### Text block
Fotis Sideris Tasios – Making Reality Look Like a Dream

Short Bio
Fotis Sideris Tasios is a destination wedding and elopement photographer based in Athens, Greece. He began his career in 2011 photographing live music and night events, before transitioning to professional wedding photography in 2017. Known for his cinematic, editorial-documentary style, he captures weddings across Greece and internationally — from Santorini and Athens to Tel Aviv, Lake Como, and Charleston. In 2021, he was named among the Top 5 wedding photographers in Greece and Top 3 in Athens by MyWed, and in 2022 received the #1 distinction in the Igoumenitsa region on Eagle Page. He has also been honored twice with the Wezoree Awards. Since 2020, Fotis has been a photography instructor at IEK Delta360, a vocational studies school in Greece.
https://www.fotissidweddingphotography.com/

What brought you to photography?
I was growing up in Germany, in Munich, and later I was based in a small city in Greece. From early on, I wanted to become an international wedding photographer because I always wanted to travel and do something bigger than just stay in one place.
At the beginning, it wasn’t easy because in a small city people are used to a certain type of wedding photography – very standard pictures, very standard poses.
And I was trying to show something different: different posing, different editing, a different perspective.

At that time, it was difficult for people to understand.
But now, when I think about it, it was actually the best thing for me. It pushed me to believe more in myself and in the kind of work I wanted to make.


How do you take a real moment and make it feel like a dream?
I like real moments and candid moments, of course, but I also like to create something more dramatic and more editorial.
For me it’s always a mix. I give some direction, especially during couple portraits, to create something more cinematic, more elegant, more Bond style. Sometimes it’s the posing, sometimes it’s the angle, sometimes it’s the light, and sometimes it’s the editing that brings a little more drama into the frame.
But I still want it to feel real.
That’s important for me. I don’t want it to feel fake or too controlled.
That’s what I’m always trying to do.




What does “editorial” mean to you?
Editorial for me is something that looks like a real wedding day, but everything is under control.
We create a timeline that feels similar to a wedding – preparation, guests, couple portraits, everything – but we control the light, the timing, the styling, the clothes, the color palette, all of it.

### Dataset excerpt

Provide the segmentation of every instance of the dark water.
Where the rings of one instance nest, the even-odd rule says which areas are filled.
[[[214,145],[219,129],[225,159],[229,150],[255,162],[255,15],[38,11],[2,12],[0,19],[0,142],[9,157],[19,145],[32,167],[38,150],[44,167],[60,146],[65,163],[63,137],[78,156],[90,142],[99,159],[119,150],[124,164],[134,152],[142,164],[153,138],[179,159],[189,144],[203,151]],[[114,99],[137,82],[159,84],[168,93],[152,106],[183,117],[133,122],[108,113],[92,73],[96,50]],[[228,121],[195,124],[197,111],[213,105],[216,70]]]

### Problems to work on
A. Answer these from the interview with Fotis Sideris Tasios:
(i) In what year did he move into professional wedding photography?
(ii) In which city did he grow up?
(iii) What elements does he say are controlled in an editorial shoot?
B. Extend the interview with wedding photographer Fotis Sideris Tasios, starting right after its final sentence.

### Response list
A.
(i) 2017
(ii) Munich, Germany
(iii) The light, the timing, the styling, the clothes, and the color palette

B.
That’s what I like about it. It gives you the chance to create exactly the atmosphere you want.
And even if it’s not a real wedding, it helps me explore ideas that often come back later into my real wedding work



How do you think about composition?
I’m very strict about composition.
Even if some people don’t always like it, I know it’s part of my style. Sometimes I shoot a little bit tilted or a little bit off, and later I decide in the edit how much I want to keep from that movement. For me, it gives the picture a little bit more emotion and energy.
And composition is not only about framing.
It’s also about how the light comes through the window, how the shadows fall, what is happening in the background, and how clean the final image feels.
That’s something I care about a lot – not only for myself, but also with my team.



What are you looking for at a wedding?
Emotion, of course – but also style.
When I’m in contact with a couple before the wedding, I try to understand their story and what matters most to them.
Their chemistry, their connection, the people around them, the atmosphere they want.
And on the wedding day, I’m always looking for those emotional things, but also for the modern side of it for the details, the fashion, the styling, the little things that complete the frame.
For me it’s not only about one big emotional moment.
It’s about building a whole visual story.


Do details matter to you?
Yes, a lot.
Details are what complete the frame for me. They’re like the last small thing that gives the image something extra.
And they matter because when you show your work online, you can’t show everything. On Instagram or on a website, maybe you only show twenty images from a whole wedding. So those pictures have to do a lot of work.
You have to create the feeling of a whole story with a very small number of frames. And details are a big part of that.





What was difficult in the beginning?
The beginning is always the most important part, and also the hardest one.
When you are starting, especially in a smaller city, you hear a lot of opinions from other photographers. People compare, they talk, they question what you’re doing – especially if your work looks different.
At the time, that was difficult for me. But now I think it helped me a lot. It made me focus more on what I wanted and on what kind of photographer I wanted to become.
I always wanted to show a different perspective.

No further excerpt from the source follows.